Provided records: Begin

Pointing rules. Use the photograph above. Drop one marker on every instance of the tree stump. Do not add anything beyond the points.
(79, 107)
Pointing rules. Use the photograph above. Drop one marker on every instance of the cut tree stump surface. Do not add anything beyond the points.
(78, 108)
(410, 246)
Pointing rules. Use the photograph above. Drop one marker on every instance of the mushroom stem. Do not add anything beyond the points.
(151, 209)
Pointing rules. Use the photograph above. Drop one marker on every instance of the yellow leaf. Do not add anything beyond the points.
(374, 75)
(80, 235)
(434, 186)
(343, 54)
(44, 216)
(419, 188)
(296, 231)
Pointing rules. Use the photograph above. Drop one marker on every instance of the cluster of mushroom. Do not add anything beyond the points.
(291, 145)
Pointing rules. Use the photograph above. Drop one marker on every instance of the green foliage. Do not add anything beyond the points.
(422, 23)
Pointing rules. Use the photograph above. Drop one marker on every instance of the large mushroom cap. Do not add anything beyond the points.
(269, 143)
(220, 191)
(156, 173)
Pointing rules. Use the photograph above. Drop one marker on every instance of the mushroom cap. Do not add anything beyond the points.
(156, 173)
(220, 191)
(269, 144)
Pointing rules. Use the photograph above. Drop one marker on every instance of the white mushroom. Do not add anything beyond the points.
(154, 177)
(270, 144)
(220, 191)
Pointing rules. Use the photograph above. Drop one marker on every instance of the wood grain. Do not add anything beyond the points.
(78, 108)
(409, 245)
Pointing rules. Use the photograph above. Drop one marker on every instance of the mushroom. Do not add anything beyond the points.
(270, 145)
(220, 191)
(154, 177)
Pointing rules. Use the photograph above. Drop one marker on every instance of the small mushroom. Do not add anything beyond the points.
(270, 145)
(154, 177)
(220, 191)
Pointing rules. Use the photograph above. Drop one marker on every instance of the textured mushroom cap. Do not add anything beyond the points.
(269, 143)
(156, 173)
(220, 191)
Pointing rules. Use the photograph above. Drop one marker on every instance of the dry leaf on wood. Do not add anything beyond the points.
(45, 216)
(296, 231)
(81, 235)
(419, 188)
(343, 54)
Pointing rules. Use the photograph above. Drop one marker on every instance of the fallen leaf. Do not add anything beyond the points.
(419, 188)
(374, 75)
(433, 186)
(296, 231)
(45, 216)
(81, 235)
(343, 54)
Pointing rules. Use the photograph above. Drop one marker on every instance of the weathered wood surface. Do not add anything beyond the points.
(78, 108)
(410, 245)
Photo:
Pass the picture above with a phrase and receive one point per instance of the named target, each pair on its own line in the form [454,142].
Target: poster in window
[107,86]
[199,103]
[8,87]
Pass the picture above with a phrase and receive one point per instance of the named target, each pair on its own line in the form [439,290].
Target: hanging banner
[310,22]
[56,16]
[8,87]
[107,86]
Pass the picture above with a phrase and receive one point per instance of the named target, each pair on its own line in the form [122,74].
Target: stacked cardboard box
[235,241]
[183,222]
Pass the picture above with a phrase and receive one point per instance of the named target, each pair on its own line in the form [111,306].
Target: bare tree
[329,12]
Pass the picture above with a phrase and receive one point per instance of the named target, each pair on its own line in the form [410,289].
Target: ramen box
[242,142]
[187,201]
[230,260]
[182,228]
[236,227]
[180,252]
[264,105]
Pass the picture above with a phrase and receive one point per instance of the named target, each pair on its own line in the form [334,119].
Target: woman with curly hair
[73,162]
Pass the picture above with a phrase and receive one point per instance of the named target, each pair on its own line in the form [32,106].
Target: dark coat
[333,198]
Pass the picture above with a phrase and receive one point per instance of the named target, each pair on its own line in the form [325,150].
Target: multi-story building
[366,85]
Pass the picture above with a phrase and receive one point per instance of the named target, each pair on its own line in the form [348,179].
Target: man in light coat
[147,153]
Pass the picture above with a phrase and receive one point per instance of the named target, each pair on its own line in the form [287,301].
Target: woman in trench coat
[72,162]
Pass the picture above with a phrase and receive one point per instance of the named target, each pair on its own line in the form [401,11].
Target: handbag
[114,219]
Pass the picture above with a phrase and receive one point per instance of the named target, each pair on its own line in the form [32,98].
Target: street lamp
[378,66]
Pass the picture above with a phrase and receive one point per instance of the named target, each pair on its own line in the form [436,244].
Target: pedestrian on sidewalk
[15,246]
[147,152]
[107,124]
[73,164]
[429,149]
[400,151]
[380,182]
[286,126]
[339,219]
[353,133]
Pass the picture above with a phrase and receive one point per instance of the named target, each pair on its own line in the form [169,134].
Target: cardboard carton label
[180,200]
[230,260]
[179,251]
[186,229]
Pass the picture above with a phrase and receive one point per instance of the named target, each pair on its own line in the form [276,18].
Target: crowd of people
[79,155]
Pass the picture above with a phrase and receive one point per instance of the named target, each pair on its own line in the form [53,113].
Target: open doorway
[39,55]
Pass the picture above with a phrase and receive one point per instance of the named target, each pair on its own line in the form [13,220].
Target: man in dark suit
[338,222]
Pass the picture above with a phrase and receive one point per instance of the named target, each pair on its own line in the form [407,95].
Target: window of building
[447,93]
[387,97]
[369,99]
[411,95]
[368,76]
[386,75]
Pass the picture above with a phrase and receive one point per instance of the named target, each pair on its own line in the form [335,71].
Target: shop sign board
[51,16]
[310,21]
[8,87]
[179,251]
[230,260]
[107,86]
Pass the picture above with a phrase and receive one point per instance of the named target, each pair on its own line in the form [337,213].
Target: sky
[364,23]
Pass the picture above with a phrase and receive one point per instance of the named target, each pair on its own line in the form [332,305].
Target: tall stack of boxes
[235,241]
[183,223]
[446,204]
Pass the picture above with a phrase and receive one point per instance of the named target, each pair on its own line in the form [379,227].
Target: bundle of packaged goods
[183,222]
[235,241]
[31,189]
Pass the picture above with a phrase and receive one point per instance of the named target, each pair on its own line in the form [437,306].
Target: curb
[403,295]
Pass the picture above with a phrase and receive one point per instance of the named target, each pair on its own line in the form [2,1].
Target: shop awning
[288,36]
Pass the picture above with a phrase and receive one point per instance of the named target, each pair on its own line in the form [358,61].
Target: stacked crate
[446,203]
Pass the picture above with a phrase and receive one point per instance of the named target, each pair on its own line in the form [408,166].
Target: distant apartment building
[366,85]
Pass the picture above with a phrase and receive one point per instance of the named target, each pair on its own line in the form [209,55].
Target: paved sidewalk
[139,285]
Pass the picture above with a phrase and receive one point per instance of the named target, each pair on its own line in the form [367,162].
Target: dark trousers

Provided records: End

Work item: The answer must be the same records, repeated exactly and in full.

Solved problem:
Pointing rules. Use the photograph above. Drop one marker on every instance of the tree stump. Do not add anything beyond the points.
(79, 107)
Pointing rules. Use the photograph above. Drop one marker on every instance of the cut tree stump surface. Do not add anything beyond the points.
(78, 108)
(410, 246)
Pointing rules. Use the photograph above. Drop one marker on every instance of the mushroom stem. Do not add anything beyond the points.
(151, 209)
Pointing rules. Use the photograph above. Drop one marker on every instance of the yellow leaf. Do not add anything beyond the points.
(374, 75)
(80, 235)
(434, 186)
(343, 54)
(44, 216)
(419, 188)
(296, 231)
Pointing rules. Use the photograph above. Drop one marker on every instance of the cluster of mushroom. Do not add anything beyond the points.
(291, 145)
Pointing rules. Use the photograph above. Drop one marker on every instance of the green foliage. Do not add anything beyond the points.
(422, 23)
Pointing rules. Use the photograph above. Drop one marker on every instance of the large mushroom cap. Do not add anything beyond the points.
(269, 143)
(220, 191)
(156, 173)
Pointing rules. Use the photograph above. Drop one marker on every instance of the mushroom cap. Do not add anything beyond the points.
(156, 173)
(220, 191)
(269, 144)
Pointing rules. Use the photograph above. Drop one marker on every instance of the white mushroom. Do not add anything beyond the points.
(154, 177)
(270, 144)
(220, 191)
Pointing rules. Use the photograph above. Drop one marker on every instance of the wood grain. Do not add anything beyond the points.
(78, 108)
(409, 245)
Pointing rules. Use the photograph above. Drop one marker on every instance of the mushroom. Do not add anything beyond the points.
(270, 145)
(220, 191)
(154, 177)
Pointing rules. Use the photograph above. Drop one marker on every instance of the small mushroom. Do not add anything beyond the points.
(270, 145)
(154, 177)
(220, 191)
Pointing rules. Use the photograph above. Drop one marker on every instance of the textured mushroom cap. Do not add anything beyond the points.
(269, 143)
(156, 173)
(220, 191)
Pointing rules. Use the photograph above. Drop one marker on every instance of the dry leaf on wood. Do not add anything beyond the points.
(45, 216)
(296, 231)
(81, 235)
(419, 188)
(343, 54)
Pointing rules. Use the photograph above. Drop one marker on every instance of the fallen leaf. Do not add anything beyond the points.
(419, 188)
(374, 75)
(433, 186)
(296, 231)
(45, 216)
(81, 235)
(343, 54)
Pointing rules. Use the photograph above. Drop one marker on every instance of the weathered wood surface. Do not add anything beyond the points.
(78, 108)
(410, 245)
Photo:
Pass the picture above with a phrase and receive one point per instance of the named target, each pair on its own line in the form [454,142].
Target: poster in window
[107,86]
[199,103]
[8,87]
Pass the picture above with a phrase and receive one point per instance of the named target, each pair on its own line in the form [439,290].
Target: hanging banner
[310,22]
[56,16]
[8,87]
[107,86]
Pass the picture above with a phrase and receive one point per instance of the named target, each pair on its own line in the form [122,74].
Target: stacked cardboard box
[235,241]
[183,222]
Pass the picture above with a phrase and receive one point per instance of the named target, each pair on its own line in the form [111,306].
Target: bare tree
[329,12]
Pass the picture above with a phrase and receive one point per instance of the named target, each pair on its own line in the form [410,289].
Target: ramen box
[242,142]
[187,201]
[230,260]
[182,228]
[236,227]
[180,252]
[264,105]
Pass the picture above with a phrase and receive one point per instance of the named target, each pair on its own line in the form [334,119].
Target: woman with curly hair
[73,162]
Pass the picture above with a phrase and receive one point per instance of the named target, each pair on its own line in the form [32,106].
Target: dark coat
[333,198]
Pass the picture above with a phrase and receive one point per instance of the named target, each pair on its own line in the form [325,150].
Target: multi-story building
[366,85]
Pass the picture above with a phrase and receive one point per instance of the named target, each pair on its own line in the form [348,179].
Target: man in light coat
[147,153]
Pass the picture above with a phrase and receive one point per instance of the named target, each pair on its own line in the form [287,301].
Target: woman in trench coat
[72,162]
Pass the picture above with a phrase and receive one point per instance of the named target, each pair on its own line in the form [401,11].
Target: handbag
[114,219]
Pass the picture above with a phrase and receive one point per instance of the named target, each pair on its own line in the form [32,98].
Target: street lamp
[378,66]
Pass the picture above with a phrase and receive one point per instance of the named target, each pair on its own line in the form [436,244].
Target: pedestrian on sidewalk
[15,246]
[147,152]
[107,124]
[73,164]
[429,149]
[400,151]
[380,182]
[286,126]
[339,219]
[353,133]
Pass the picture above with a phrase and receive one point per instance of the named target, each pair on its own line in the form [169,134].
Target: cardboard carton label
[180,200]
[230,260]
[179,251]
[186,229]
Pass the picture above with a phrase and receive one point per instance of the named target, each pair on its own line in the form [276,18].
Target: crowd of people
[79,155]
Pass the picture above with a phrase and receive one point per instance of the named target, each pair on its own line in the form [53,113].
Target: open doorway
[39,55]
Pass the picture above with a phrase and receive one point per instance of the named target, each pair on its own line in the form [13,220].
Target: man in dark suit
[338,222]
Pass the picture above with a phrase and receive one point per instance of the named target, each pair on its own line in the form [407,95].
Target: window of building
[447,93]
[387,97]
[369,99]
[411,95]
[368,76]
[386,75]
Pass the picture above with a phrase and receive one point per instance of the named target, each pair on its own line in the form [335,71].
Target: shop sign board
[51,16]
[310,21]
[8,87]
[179,251]
[230,260]
[107,86]
Pass the picture above with a phrase and receive one point per instance of the named target, each pair on its own line in the form [337,213].
Target: sky
[364,23]
Pass the picture above with a phrase and receive one point per instance of the named target, each pair on its own line in the form [332,305].
Target: tall stack of boxes
[235,241]
[183,223]
[446,204]
Pass the picture above with a phrase and receive one point per instance of the named target, each pair on its own line in the form [379,227].
Target: bundle of packaged goods
[183,222]
[235,241]
[31,189]
Pass the picture above with a phrase and receive one point per instance of the named target, each pair on its own line in the form [437,306].
Target: curb
[403,295]
Pass the picture above with a phrase and receive one point per instance of the named target, each pair on its own line in the form [2,1].
Target: shop awning
[288,36]
Pass the picture above with a phrase and receive one point per instance of the named target, each pair on its own line in the form [358,61].
Target: stacked crate
[446,203]
Pass the picture above with a phrase and receive one point per instance of the named target, each pair on its own line in the form [408,166].
Target: distant apartment building
[366,85]
Pass the picture above with a phrase and receive one point per instance of the named target, each pair on its own line in the form [209,55].
Target: paved sidewalk
[139,285]
Pass the picture above with a phrase and receive one point per instance of the named target, each pair on its own line in the form [367,162].
Target: dark trousers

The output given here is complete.